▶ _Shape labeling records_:
━━━━━━━━━━

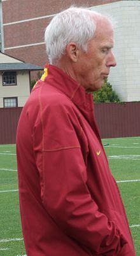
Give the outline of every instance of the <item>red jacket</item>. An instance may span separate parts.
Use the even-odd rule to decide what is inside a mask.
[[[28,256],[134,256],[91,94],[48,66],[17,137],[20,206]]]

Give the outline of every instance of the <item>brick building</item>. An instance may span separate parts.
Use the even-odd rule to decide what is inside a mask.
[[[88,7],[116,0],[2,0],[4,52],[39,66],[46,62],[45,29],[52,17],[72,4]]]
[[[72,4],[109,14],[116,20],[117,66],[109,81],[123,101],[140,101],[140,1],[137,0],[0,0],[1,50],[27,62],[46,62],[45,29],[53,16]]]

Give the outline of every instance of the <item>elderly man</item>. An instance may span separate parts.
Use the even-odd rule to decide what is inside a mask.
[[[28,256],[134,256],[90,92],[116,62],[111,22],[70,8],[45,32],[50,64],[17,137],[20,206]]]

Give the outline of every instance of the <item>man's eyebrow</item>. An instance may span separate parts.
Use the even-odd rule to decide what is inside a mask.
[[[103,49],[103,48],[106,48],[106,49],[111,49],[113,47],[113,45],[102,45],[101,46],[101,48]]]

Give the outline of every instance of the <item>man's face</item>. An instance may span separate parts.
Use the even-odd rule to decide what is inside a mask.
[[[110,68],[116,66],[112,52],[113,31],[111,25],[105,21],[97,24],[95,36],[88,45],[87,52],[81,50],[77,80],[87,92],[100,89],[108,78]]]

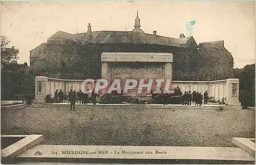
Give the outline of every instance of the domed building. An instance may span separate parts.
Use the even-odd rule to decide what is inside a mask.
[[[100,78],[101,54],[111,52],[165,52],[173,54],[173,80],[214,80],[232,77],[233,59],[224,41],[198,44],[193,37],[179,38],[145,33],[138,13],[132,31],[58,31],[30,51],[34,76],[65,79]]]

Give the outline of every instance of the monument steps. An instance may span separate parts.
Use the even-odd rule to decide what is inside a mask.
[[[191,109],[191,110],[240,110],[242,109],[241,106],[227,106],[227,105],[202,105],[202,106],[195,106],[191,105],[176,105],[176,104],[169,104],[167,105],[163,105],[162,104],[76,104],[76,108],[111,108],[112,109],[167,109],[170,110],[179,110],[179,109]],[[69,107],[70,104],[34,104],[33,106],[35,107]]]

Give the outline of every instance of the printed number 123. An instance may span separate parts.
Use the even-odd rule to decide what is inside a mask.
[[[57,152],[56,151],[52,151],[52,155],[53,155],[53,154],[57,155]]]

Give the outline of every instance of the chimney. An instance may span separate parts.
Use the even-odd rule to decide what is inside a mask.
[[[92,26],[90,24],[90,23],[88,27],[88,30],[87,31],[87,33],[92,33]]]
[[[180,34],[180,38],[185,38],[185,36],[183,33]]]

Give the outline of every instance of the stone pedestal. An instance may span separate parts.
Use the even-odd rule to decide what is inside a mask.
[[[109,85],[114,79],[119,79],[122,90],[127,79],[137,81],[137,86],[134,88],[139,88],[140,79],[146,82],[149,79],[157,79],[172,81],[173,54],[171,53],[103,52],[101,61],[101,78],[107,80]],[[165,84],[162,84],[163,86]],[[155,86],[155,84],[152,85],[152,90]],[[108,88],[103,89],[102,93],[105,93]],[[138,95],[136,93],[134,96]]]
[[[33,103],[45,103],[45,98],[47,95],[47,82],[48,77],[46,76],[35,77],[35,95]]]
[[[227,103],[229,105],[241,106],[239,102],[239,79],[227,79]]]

━━━━━━━━━━

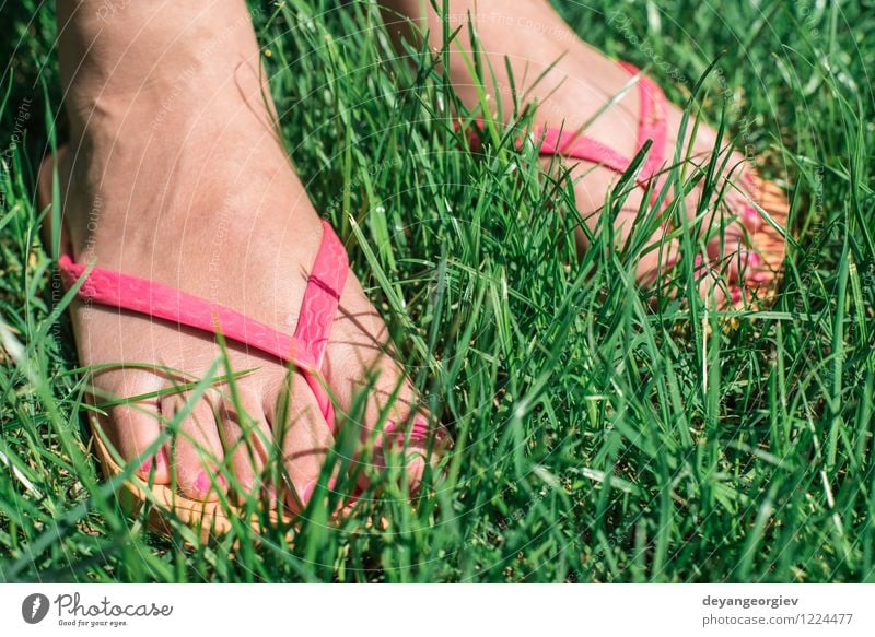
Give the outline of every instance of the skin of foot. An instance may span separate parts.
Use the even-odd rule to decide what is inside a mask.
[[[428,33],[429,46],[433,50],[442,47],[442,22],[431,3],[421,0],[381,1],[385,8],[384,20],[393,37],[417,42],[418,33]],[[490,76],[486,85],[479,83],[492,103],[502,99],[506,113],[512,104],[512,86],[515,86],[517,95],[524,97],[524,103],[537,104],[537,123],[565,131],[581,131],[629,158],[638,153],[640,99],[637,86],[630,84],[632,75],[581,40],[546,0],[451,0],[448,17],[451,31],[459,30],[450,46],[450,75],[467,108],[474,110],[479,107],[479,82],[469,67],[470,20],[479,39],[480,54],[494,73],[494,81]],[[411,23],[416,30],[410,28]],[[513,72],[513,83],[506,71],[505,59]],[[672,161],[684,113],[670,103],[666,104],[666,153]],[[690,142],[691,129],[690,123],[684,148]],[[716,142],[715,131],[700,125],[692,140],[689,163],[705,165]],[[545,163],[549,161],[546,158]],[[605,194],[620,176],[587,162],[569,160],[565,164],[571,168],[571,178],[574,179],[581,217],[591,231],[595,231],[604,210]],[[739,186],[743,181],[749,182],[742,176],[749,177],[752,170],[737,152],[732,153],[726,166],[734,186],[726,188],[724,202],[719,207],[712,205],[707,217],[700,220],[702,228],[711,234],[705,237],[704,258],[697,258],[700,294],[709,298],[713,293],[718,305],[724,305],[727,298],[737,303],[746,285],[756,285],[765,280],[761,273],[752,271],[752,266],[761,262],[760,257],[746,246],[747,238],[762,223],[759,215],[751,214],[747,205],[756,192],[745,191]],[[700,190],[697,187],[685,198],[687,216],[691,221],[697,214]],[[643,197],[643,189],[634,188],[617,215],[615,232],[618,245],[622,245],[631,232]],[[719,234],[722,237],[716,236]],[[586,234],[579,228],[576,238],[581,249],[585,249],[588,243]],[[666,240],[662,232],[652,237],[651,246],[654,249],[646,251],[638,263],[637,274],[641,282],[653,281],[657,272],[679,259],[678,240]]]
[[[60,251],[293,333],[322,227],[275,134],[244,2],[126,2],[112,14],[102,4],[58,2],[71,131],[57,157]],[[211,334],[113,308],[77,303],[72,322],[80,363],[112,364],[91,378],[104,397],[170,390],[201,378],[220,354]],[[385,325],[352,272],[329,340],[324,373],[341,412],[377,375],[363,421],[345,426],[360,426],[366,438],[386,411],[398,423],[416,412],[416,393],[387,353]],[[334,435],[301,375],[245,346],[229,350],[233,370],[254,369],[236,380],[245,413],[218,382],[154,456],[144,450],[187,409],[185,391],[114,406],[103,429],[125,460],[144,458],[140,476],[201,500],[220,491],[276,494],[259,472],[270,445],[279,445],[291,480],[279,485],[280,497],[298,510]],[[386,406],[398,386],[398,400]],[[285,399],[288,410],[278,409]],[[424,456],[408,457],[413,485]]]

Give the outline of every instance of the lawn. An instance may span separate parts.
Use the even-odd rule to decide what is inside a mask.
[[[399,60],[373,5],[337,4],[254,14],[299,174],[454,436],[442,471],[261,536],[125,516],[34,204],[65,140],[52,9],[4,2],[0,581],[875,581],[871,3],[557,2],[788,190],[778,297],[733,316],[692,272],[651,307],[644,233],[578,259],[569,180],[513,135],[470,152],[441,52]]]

━━━━━━━━━━

▶ _Work instructions_: Return each line of the items above that contains the string "building". Case counts.

▶ _Output of the exercise_:
Give the outline of every instance of the <item>brick building</item>. An instance may span separate parts.
Give the outline of every instance of the domed building. An instance may span separate parts.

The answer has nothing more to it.